__Records for processing__
start

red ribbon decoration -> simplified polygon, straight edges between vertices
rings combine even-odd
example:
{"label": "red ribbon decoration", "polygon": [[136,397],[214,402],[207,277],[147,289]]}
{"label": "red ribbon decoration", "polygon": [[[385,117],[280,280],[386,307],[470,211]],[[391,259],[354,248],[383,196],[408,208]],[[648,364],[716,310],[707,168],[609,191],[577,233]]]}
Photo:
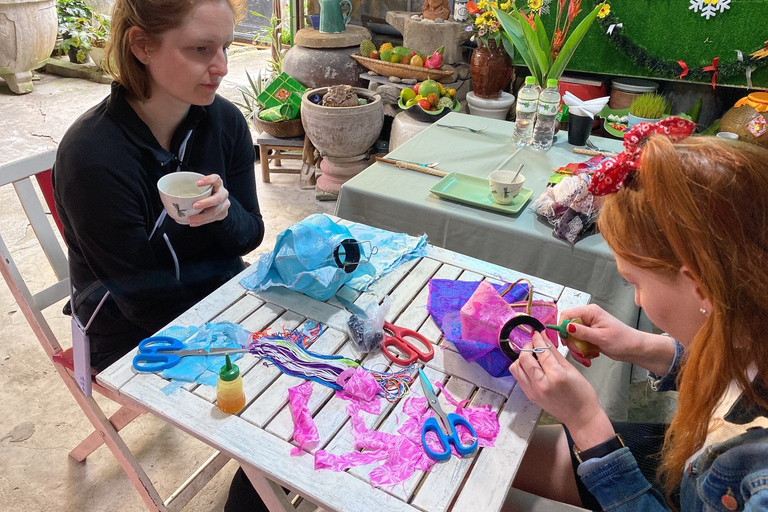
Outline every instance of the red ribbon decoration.
{"label": "red ribbon decoration", "polygon": [[702,68],[702,71],[714,71],[712,74],[712,88],[715,88],[715,84],[717,83],[717,66],[720,63],[720,57],[715,57],[712,59],[712,65],[707,66],[705,68]]}
{"label": "red ribbon decoration", "polygon": [[587,190],[594,196],[618,192],[632,172],[640,168],[640,156],[648,137],[652,133],[666,136],[672,142],[679,142],[691,136],[696,123],[682,117],[667,117],[657,123],[640,123],[624,133],[624,151],[603,160],[595,167]]}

end

__Request__
Please rewrite every line of the records above as a numbered list, skipping any blank lines and leaving the pictures out.

__Task result__
1. red ribbon decoration -> simplified polygon, straight edges between vertices
2. rings combine even-odd
3. example:
4. {"label": "red ribbon decoration", "polygon": [[136,397],[214,402],[207,277],[147,289]]}
5. {"label": "red ribbon decoration", "polygon": [[[385,117],[280,280],[386,307],[470,211]],[[391,259],[354,248],[383,196],[408,208]],[[648,364],[716,310],[707,168],[609,191],[577,233]]]}
6. Photo:
7. Outline every instance of the red ribbon decoration.
8. {"label": "red ribbon decoration", "polygon": [[702,68],[702,71],[714,71],[712,74],[712,88],[715,88],[715,84],[717,83],[717,66],[720,63],[720,57],[715,57],[712,59],[712,65],[707,66],[705,68]]}
9. {"label": "red ribbon decoration", "polygon": [[587,190],[594,196],[618,192],[632,172],[640,168],[640,156],[648,137],[652,133],[666,136],[672,142],[679,142],[691,136],[696,123],[682,117],[667,117],[657,123],[640,123],[624,133],[624,151],[603,160],[595,167]]}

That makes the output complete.